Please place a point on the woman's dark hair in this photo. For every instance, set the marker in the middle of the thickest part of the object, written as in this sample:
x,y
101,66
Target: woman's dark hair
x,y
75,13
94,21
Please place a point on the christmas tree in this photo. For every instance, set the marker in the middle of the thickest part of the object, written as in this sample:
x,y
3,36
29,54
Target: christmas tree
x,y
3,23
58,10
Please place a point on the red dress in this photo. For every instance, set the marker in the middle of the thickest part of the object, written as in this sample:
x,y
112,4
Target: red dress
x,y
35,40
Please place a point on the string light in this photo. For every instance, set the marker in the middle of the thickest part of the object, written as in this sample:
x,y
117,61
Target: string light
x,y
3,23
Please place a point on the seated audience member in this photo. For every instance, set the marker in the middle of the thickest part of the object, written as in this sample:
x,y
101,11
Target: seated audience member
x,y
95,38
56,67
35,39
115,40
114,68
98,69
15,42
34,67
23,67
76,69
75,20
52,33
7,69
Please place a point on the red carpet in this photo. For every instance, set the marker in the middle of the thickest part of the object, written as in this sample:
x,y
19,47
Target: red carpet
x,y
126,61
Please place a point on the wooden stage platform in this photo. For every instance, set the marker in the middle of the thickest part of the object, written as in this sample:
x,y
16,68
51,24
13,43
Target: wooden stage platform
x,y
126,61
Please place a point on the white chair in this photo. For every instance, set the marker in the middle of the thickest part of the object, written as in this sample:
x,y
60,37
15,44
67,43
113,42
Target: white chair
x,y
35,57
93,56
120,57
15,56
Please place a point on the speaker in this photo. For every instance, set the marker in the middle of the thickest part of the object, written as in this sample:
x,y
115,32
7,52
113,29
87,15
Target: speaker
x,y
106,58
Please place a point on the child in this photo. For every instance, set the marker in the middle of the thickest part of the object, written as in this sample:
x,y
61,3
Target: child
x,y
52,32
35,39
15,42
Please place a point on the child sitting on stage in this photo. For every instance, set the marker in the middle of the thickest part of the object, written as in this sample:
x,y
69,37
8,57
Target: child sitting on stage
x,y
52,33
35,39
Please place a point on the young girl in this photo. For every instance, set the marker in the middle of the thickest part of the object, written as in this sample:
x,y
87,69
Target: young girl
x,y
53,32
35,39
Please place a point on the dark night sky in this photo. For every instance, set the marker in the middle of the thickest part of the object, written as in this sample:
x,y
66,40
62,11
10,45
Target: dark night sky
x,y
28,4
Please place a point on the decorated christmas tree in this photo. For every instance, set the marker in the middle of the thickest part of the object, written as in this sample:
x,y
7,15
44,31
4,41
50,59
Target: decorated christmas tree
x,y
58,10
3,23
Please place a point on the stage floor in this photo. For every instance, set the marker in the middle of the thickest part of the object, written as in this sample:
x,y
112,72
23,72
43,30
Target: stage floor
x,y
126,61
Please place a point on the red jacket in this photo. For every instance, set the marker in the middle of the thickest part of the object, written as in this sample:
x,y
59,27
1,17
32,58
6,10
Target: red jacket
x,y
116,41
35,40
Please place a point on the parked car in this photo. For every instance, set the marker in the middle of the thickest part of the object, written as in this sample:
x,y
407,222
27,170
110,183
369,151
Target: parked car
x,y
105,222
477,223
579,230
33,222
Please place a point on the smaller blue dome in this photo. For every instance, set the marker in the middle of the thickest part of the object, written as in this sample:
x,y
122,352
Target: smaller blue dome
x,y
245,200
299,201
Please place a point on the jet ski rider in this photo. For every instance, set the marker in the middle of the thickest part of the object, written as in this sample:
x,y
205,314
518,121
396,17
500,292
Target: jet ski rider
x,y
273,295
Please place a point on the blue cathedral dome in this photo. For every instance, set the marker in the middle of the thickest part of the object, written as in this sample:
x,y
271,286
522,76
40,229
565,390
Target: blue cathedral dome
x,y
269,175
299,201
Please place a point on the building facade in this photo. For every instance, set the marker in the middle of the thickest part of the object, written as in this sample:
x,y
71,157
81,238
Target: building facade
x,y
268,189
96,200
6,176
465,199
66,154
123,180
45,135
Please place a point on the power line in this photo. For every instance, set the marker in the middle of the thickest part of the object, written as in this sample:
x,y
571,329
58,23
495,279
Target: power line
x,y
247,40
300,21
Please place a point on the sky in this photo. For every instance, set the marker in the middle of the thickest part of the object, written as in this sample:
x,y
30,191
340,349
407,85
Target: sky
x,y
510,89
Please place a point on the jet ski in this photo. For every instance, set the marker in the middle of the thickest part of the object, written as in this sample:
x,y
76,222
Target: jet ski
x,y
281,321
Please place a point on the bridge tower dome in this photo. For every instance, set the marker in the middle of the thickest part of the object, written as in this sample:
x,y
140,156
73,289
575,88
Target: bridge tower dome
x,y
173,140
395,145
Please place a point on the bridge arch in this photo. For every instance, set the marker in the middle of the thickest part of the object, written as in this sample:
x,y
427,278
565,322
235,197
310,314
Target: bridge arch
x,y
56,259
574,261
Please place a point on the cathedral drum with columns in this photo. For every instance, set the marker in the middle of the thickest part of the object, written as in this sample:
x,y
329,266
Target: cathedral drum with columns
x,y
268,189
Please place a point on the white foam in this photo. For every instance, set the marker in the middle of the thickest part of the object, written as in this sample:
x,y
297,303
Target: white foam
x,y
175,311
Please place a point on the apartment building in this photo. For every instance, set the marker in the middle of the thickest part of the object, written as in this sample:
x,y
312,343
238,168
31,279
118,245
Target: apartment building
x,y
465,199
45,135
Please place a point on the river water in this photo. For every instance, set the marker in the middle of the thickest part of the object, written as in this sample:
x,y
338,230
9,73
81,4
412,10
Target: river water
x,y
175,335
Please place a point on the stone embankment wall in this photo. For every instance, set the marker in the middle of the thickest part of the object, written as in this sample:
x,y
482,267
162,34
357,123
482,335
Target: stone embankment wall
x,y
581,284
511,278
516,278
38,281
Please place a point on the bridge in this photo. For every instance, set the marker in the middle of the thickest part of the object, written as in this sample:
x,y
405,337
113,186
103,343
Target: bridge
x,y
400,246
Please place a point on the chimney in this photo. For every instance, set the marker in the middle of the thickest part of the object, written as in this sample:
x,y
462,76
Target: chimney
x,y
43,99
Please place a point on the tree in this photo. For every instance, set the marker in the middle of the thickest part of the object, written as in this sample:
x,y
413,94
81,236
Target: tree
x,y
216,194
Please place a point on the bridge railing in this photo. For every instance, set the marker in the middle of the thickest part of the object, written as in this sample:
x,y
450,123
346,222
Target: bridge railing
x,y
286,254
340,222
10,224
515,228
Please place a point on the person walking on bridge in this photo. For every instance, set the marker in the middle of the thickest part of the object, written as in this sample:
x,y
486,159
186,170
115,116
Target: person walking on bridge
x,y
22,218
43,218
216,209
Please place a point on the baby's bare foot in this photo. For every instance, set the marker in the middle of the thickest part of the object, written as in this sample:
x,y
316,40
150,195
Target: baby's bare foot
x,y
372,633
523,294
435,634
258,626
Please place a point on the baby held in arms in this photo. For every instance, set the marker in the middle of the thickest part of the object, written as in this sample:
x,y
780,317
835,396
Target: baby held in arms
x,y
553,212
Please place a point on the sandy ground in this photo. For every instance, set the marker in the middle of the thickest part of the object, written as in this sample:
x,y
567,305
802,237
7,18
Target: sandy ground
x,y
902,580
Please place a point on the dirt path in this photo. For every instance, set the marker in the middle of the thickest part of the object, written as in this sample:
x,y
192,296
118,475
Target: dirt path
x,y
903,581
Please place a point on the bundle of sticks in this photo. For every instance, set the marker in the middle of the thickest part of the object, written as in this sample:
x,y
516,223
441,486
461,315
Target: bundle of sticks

++++++++++

[The problem]: Repeat the lines above exactly.

[Expected answer]:
Please place a point on the woman's dark hair in this photo. For every instance, set the marker in the middle of the thickest part of the object, written as in this sample:
x,y
101,66
Target: woman's dark hair
x,y
75,13
94,21
Please place a point on the christmas tree in this photo. For every instance, set the marker in the middle of the thickest part of the object, written as in this sample:
x,y
3,36
29,54
Target: christmas tree
x,y
3,23
58,10
Please place a point on the red dress in this photo. For every instance, set the marker in the middle of the thickest part of the object, written as in this sample:
x,y
112,4
Target: red dress
x,y
35,40
Please place a point on the string light in this photo. For every instance, set the marker in the middle of the thickest part of the object, written as in this sample:
x,y
117,61
Target: string light
x,y
3,23
Please place a point on the seated audience member in this photo. For every instance, set the marker in the middle of the thickest part of the object, written as in this sample:
x,y
101,11
Target: seated audience member
x,y
95,38
56,67
35,39
115,40
114,68
98,69
15,42
34,67
23,67
76,69
75,20
52,33
7,69
Please place a point on the red carpet in this photo. For every instance, set the marker in the middle of the thickest part of the object, written as in this sample:
x,y
19,47
Target: red carpet
x,y
126,61
Please place a point on the wooden stage platform in this photo. For every instance, set the marker in the middle of the thickest part of the object, written as in this sample:
x,y
16,68
51,24
13,43
Target: wooden stage platform
x,y
126,61
Please place a point on the white chair in this photo. For every instance, set the marker in the middle of the thickest part of the object, written as in this sample:
x,y
60,37
15,44
67,43
113,42
Target: white chair
x,y
35,57
93,56
120,57
15,56
Please place a point on the speaker in this photo. For every instance, set the marker in the middle of the thickest part of the object, written as in this sample:
x,y
115,32
7,52
113,29
87,15
Target: speaker
x,y
106,58
Please place a point on the child in this photo. For every instance, set the marker in the middle of the thickest part of the object, written as in this sample:
x,y
61,3
Target: child
x,y
52,32
35,39
15,42
Please place a point on the child sitting on stage in this photo. For every instance, set the marker in the middle of the thickest part of the object, written as in this sample:
x,y
69,37
8,57
Target: child sitting on stage
x,y
52,33
35,39
Please place a point on the young girl in this photo. For every instance, set the marker in the middle of the thickest part of the object, written as in this sample:
x,y
87,69
Target: young girl
x,y
53,32
35,39
Please place a point on the dark night sky in this photo. For every instance, set the marker in the middle of the thickest part of the object, written as in this sample:
x,y
66,40
62,11
10,45
Target: dark night sky
x,y
28,4
Please place a point on the decorated christmas tree in this photo. For every instance, set the marker in the middle of the thickest part of the object, written as in this sample:
x,y
7,15
44,31
4,41
50,59
Target: decorated christmas tree
x,y
58,10
3,23
Please place a point on the stage floor in this photo. For every instance, set the marker in the middle of the thickest part of the object, written as in this sample:
x,y
112,72
23,72
43,30
Target: stage floor
x,y
126,61
Please place a point on the red jacket in this photo. For every instance, set the marker in the middle of the thickest part of the object, written as in this sample:
x,y
59,27
1,17
32,58
6,10
Target: red jacket
x,y
116,41
35,40
Please place a point on the parked car in this photo. For every instance, set the marker in the middle of the thickest part of the object, written as in this sample:
x,y
407,222
27,170
110,183
369,151
Target: parked car
x,y
105,222
477,223
579,230
33,222
Please place a point on the smaller blue dome in this photo. For every instance, set the marker in the middle of the thickest part of the object, written as in this sample:
x,y
122,352
Target: smaller blue dome
x,y
245,200
299,201
Please place a point on the jet ski rider in this photo. For every instance, set the marker in the middle of the thickest part of the object, written as in this sample:
x,y
205,314
518,121
396,17
500,292
Target: jet ski rider
x,y
273,295
Please place a point on the blue cathedral dome in this photo. For every instance, set the marker in the middle of the thickest part of the object, written as in this sample:
x,y
271,286
522,76
40,229
565,390
Target: blue cathedral dome
x,y
269,175
299,201
Please place a point on the building facade in this photo. For every instance, set the marker in the middle of the thickest part of the object, written as in this sample:
x,y
71,157
81,238
Target: building facade
x,y
268,189
96,200
6,176
465,199
66,154
123,180
45,135
Please place a point on the power line in this photo. For every instance, set the marker in the middle of the thickest part of the object, written as in this sample:
x,y
571,329
58,23
495,279
Target: power line
x,y
247,40
300,21
Please place a point on the sky in this photo. For every instance, set the marker in the middle of the thickest part of the object, written as in this sample:
x,y
30,191
340,349
407,85
Target: sky
x,y
510,89
Please place a point on the jet ski in this photo. For every instance, set the marker in the middle of the thickest part of the object, written as in this sample:
x,y
76,222
Target: jet ski
x,y
281,321
Please place a point on the bridge tower dome in this photo. For every instance, set the marker in the middle of the thickest part of the object, written as in this sample:
x,y
140,156
73,289
575,88
Target: bridge tower dome
x,y
173,140
395,145
Please place a point on the bridge arch in this photo. For every instance, set the marker in the middle of the thickest part of the object, written as in this sample:
x,y
427,278
565,322
235,197
310,314
Target: bridge arch
x,y
56,259
574,261
Please place a point on the cathedral drum with columns in this photo. For every instance, set the marker in the middle of the thickest part of the object, written as in this sample:
x,y
329,266
Target: cathedral drum with columns
x,y
268,189
Please place a point on the white foam in this photo. For every instance, set the marker in the middle of the thickest part of the object, written as in this sample:
x,y
297,303
Target: white foam
x,y
175,311
Please place a point on the apartment building in this photo. For every instance, set the marker in the middle of the thickest part of the object, written as in this sample:
x,y
312,343
238,168
31,279
118,245
Target: apartment building
x,y
465,199
45,135
Please place a point on the river water in this photo. For every instance, set the marker in the middle of the thickest part of the object, written as in this sample:
x,y
338,230
9,73
81,4
412,10
Target: river water
x,y
175,335
Please place a point on the stone embankment wall in this photo. For every instance, set the marker in the middle of the thickest part of the object, written as in this sample:
x,y
482,267
162,34
357,123
482,335
Target: stone embankment wall
x,y
581,284
511,278
516,278
38,281
Please place a point on the bridge in this photo. For every instance, set the marker in the middle of the thickest part of the object, written as in this sample:
x,y
405,337
113,186
103,343
Target: bridge
x,y
400,246
Please place a point on the chimney in this photo. For every instance, set the marker in the middle of the thickest part of the object, written as in this sample:
x,y
462,76
Target: chimney
x,y
43,99
Please place a point on the tree in this photo. For every instance, set the marker in the middle of the thickest part of the object, written as in this sample:
x,y
413,94
81,236
Target: tree
x,y
216,194
Please place a point on the bridge railing in this photo. For every instance, set the marker in the middle of the thickest part of the object, written as in this sample:
x,y
450,123
346,222
Target: bridge railing
x,y
286,254
340,222
10,224
515,228
Please place a point on the person walking on bridge in this photo. For every instance, set the marker in the middle of the thickest part of the object, written as in this sample:
x,y
486,159
186,170
115,116
Target: person walking on bridge
x,y
22,218
43,218
216,209
Please place a point on the baby's bare foot in this photo. For every instance, set the marker in the middle of the thickest part of the object, written as in this sample:
x,y
316,40
150,195
Target: baby's bare foot
x,y
372,633
523,294
435,634
258,626
Please place a point on the baby held in arms in this photo. For every instance, set the marker in the middle of the thickest part of the object, written as in this sample:
x,y
780,317
835,396
Target: baby held in arms
x,y
553,212
Please place a point on the sandy ground in this photo. For every instance, set the marker in the middle of the thickest part of the object, written as in this sample:
x,y
567,305
802,237
7,18
Target: sandy ground
x,y
902,580
Please place a point on the dirt path in this photo. For every instance, set the marker in the middle of the thickest part of the object, written as in this sample:
x,y
192,296
118,475
Target: dirt path
x,y
903,581
Please place a point on the bundle of sticks in this photo. For every instance, set the marker in the middle of the thickest part of the object, written as in this sample:
x,y
516,223
441,486
461,315
Target: bundle of sticks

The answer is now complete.